** start Source text **

Focus on dynamic range and noise

dpollitt

8:29 PM

@JohanLarsson hahah, good luck!

Johan Larsson

8:53 PM

@dpollitt yeah, I know but I still find it strange that they stack all models on each other 18-25 Mpixel

dpollitt

@JohanLarsson why strange? isn't that what all of the manufacturers basically do?

Johan Larsson

@dpollitt but they already have that segment covered x5

I think there might be market for an uncompromising 2 Mpixel fullformat

I guess a large % of all pictures taken 2012 is meant for web/screen

and besides, it is very rare that a pic is sharp/noise free enough to have 18 effective Mpixels

Aaron

Hmmm... anyone used Magic Lantern firmware?

@dpollitt thanks for the URL, I was already reading through that one

jrista

10:23 PM

@JohanLarsson Noise free is relative. If you take a photo at 18mp and scale it down to 2mp size, it will have far superior noise characteristics than a native 2mp sensor. You have the benefit of nine-fold pixel averaging.

** end Source text **

◆ **Required tasks**:
1. Answer from the chat about camera megapixels and noise:
(a) What megapixel range does Johan Larsson say the models are stacked in?
(b) Which firmware does Aaron ask if anyone has used?
(c) What benefit does jrista say you get by scaling an 18mp photo down to 2mp size?
2. Extend the chat about camera megapixels and noise with a few more messages, picking up after jrista's last one.
The material isn't needed for this.

** start Supplied information **

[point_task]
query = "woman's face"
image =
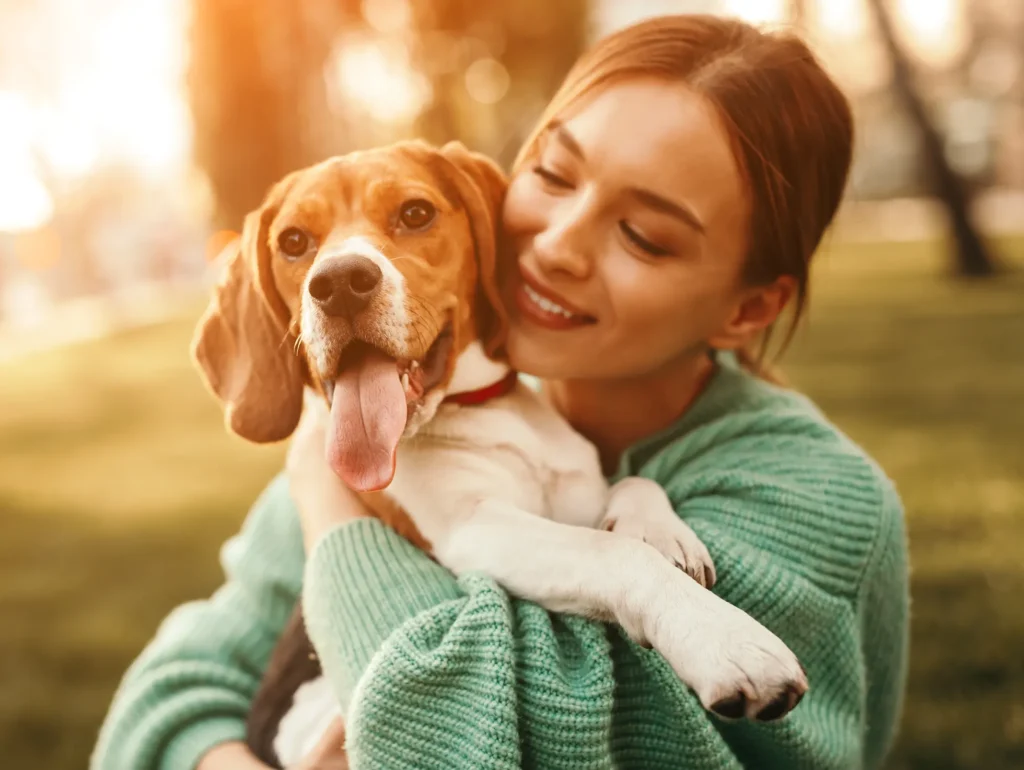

** end Supplied information **

◆ **Per-task answers**:
1.
(a) 18-25 Mpixel
(b) Magic Lantern
(c) Nine-fold pixel averaging

2.
Evan Krall

@MichaelNielsen 3db per stop sounds correct. 10^(0.3) is approximately 2.

jrista

A lot of high resolution sensors these days also have increased quantum efficiency. If we take an 8mp camera from years ago and compare it to an 18mp camera of today, the 18mp camera will perform better on all levels thanks to improved manufacturing quality and higher quantum efficiency.

@EvanKrall The math seems to come out to 6dB though...

Evan Krall

which math?

6db can show up when you've got quadratic terms

jrista

Gain = 10 log (Vout/Vin)^2

Gain = 20 log (Vout/Vin)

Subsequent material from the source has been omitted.